**Short exercise**
Could you rewrite all of the material below with every "tanker truck" replaced by "fuel truck" and nothing else changed, leaving the pictures out?

Items listed in a dataset:
════
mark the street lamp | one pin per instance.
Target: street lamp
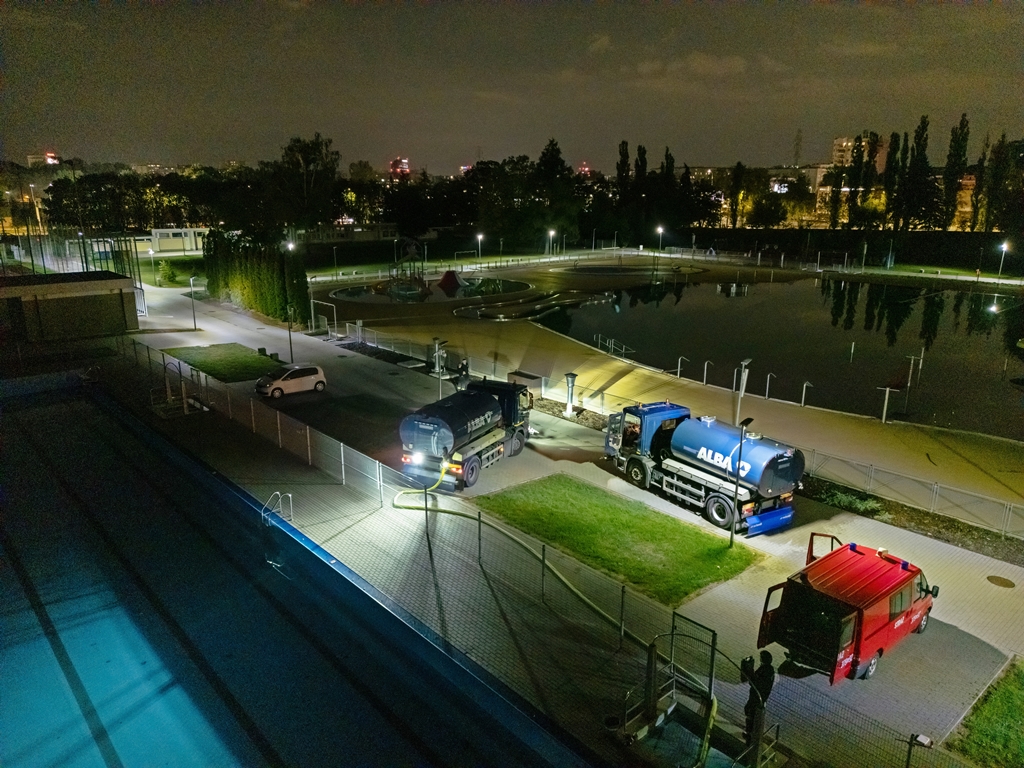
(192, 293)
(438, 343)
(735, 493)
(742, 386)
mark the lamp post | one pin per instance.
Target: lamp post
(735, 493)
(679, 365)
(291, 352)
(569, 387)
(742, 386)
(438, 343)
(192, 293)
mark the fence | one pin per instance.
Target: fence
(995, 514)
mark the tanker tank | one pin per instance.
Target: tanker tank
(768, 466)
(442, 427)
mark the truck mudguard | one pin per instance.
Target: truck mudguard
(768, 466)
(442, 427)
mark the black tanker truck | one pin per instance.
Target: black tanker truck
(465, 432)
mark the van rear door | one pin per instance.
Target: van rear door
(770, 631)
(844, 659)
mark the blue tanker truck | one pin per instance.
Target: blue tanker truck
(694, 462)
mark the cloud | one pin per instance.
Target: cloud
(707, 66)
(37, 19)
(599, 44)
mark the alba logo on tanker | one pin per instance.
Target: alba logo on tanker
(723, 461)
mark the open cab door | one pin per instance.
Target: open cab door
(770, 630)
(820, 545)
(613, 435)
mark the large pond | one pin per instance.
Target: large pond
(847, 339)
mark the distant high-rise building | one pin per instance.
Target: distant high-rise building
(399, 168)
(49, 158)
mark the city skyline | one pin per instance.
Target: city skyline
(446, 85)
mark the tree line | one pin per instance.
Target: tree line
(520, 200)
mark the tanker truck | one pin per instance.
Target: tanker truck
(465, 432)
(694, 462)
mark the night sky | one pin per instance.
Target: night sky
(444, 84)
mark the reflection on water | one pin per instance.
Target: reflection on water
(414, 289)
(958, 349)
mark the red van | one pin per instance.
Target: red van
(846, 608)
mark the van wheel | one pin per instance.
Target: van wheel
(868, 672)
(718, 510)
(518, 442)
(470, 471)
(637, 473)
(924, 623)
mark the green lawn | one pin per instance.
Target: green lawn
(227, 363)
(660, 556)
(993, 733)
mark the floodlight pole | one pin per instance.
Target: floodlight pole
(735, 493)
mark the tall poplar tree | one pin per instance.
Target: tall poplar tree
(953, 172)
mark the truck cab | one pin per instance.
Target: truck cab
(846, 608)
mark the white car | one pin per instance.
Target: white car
════
**Result of the exercise**
mark the street lamp | one pin per instance.
Target: street lamp
(192, 293)
(438, 343)
(735, 493)
(742, 386)
mark the lamp post | one pin per instance.
Target: lamp post
(735, 493)
(679, 365)
(291, 352)
(569, 387)
(742, 386)
(438, 343)
(192, 293)
mark the fence | one pin per instance.
Target: fence
(995, 514)
mark the tanker tank | one pin per instance.
Target: tanker tank
(768, 466)
(442, 427)
mark the truck mudguard | one pin per instance.
Target: truck mudguard
(768, 466)
(442, 427)
mark the black fuel truck | one pin per instance.
Target: black fuel truck
(465, 432)
mark the van rear door | one pin per instance.
Target: van rear door
(770, 631)
(844, 659)
mark the blue fuel truck | one pin per instance.
Target: blue fuel truck
(694, 462)
mark the cloud | one pin per instance.
Target: cloud
(707, 66)
(37, 19)
(599, 44)
mark the alba logo on tanker | one pin per instance.
Target: alba logo on tanker
(723, 461)
mark the open cab door | one pin per instance.
Target: open cab door
(770, 630)
(820, 545)
(613, 435)
mark the large pond | one pin per instance.
Target: large pond
(847, 339)
mark the distant high-rise building | one pin per instance.
Target: distant high-rise building
(399, 168)
(49, 158)
mark the city skyline | one pin per instance.
Target: city skyline
(446, 85)
mark the tree line | one pin per instance.
Target: tree line
(520, 200)
mark the fuel truck | one pin per instance.
Target: fuel truck
(465, 432)
(694, 462)
mark the night sky | one pin per instance.
Target: night sky
(444, 84)
mark the reflection on water | one pin per instance.
Target: reflection on water
(414, 289)
(958, 349)
mark the red van | one pin per instance.
Target: red van
(846, 608)
mark the van wheel | one pin per instance.
Target: van wheel
(868, 672)
(718, 510)
(518, 442)
(470, 471)
(637, 473)
(924, 623)
mark the green lawn | one pin per instance.
Target: green lawn
(227, 363)
(660, 556)
(993, 733)
mark the floodlight pole | one pin per instance.
Target: floodlight pole
(735, 493)
mark the tall poplar tree | one pin per instance.
Target: tall poplar tree
(953, 172)
mark the truck cab | one pin per instance.
Target: truck cab
(846, 608)
mark the white car | one pin per instance.
Target: white car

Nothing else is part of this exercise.